begin Input for this task
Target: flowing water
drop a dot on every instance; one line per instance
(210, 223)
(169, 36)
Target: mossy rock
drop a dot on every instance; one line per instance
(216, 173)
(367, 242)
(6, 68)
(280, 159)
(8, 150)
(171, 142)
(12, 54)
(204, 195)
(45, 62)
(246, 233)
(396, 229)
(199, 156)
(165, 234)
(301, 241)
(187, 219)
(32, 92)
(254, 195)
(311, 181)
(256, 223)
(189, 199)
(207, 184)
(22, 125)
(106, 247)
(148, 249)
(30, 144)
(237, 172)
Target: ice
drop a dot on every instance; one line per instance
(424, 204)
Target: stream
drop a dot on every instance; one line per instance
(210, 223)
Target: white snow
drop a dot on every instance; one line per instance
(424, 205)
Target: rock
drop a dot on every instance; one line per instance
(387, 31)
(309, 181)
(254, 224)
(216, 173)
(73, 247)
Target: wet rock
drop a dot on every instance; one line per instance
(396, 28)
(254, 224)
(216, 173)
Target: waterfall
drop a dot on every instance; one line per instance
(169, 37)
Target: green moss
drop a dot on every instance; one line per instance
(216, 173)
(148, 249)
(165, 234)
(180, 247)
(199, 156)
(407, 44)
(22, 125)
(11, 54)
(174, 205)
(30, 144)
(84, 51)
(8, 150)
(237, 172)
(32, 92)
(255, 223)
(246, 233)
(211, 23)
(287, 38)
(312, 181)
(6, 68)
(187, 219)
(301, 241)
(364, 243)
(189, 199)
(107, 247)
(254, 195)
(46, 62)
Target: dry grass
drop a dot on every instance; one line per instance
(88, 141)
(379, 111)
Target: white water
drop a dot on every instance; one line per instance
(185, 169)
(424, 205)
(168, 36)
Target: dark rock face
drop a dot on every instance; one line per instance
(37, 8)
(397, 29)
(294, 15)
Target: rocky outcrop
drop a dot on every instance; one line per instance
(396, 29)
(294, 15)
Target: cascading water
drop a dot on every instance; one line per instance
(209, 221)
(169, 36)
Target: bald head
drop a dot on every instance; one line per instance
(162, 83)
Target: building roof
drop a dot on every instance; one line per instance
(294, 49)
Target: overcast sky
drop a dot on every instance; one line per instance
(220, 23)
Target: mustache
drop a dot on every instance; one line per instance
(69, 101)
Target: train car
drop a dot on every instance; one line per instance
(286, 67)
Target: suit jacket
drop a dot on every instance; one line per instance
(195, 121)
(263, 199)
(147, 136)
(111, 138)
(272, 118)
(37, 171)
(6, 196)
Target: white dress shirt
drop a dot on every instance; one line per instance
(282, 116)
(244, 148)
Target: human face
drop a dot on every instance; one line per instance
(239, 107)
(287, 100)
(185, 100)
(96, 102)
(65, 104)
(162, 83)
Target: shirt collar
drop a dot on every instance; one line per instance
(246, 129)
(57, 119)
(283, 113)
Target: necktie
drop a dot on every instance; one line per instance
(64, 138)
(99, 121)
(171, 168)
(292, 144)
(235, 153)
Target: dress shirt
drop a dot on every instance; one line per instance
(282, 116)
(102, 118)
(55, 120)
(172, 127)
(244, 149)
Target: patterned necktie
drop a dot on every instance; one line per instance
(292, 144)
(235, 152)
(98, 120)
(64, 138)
end Input for this task
## Directions for this task
Repeat exactly the lines above, starting with the line that contains "Target: building roof" and ending with the last line, both included, and nothing else.

## Task result
Target: building roof
drop a dot on every instance; one line per instance
(294, 49)
Target: overcast sky
drop a dot on every instance; one line per instance
(220, 23)
Target: mustache
drop a dot on every instance; one line per instance
(69, 101)
Target: train car
drop a dot on every instance; one line per instance
(286, 67)
Target: suit jacket
drop a dot on every instance; one line per instance
(195, 121)
(263, 199)
(147, 136)
(111, 138)
(272, 118)
(37, 171)
(6, 196)
Target: white dress shirt
drop a dot on every instance; one line per instance
(282, 116)
(244, 148)
Target: human face
drop a dot on every instance; one line per instance
(239, 107)
(287, 100)
(185, 100)
(96, 102)
(65, 104)
(162, 83)
Target: shirt collar
drop a dot on every instance; one line per instance
(246, 129)
(57, 119)
(283, 113)
Target: necktie
drop a dot on every instance; one line per instance
(64, 138)
(99, 121)
(171, 168)
(292, 144)
(235, 153)
Target: dress shirt
drop a dot on every instance; one line per instance
(282, 116)
(102, 118)
(55, 120)
(172, 127)
(244, 149)
Target: patterned necktie
drop a dot on every instance; one line per instance
(292, 144)
(235, 152)
(98, 120)
(64, 138)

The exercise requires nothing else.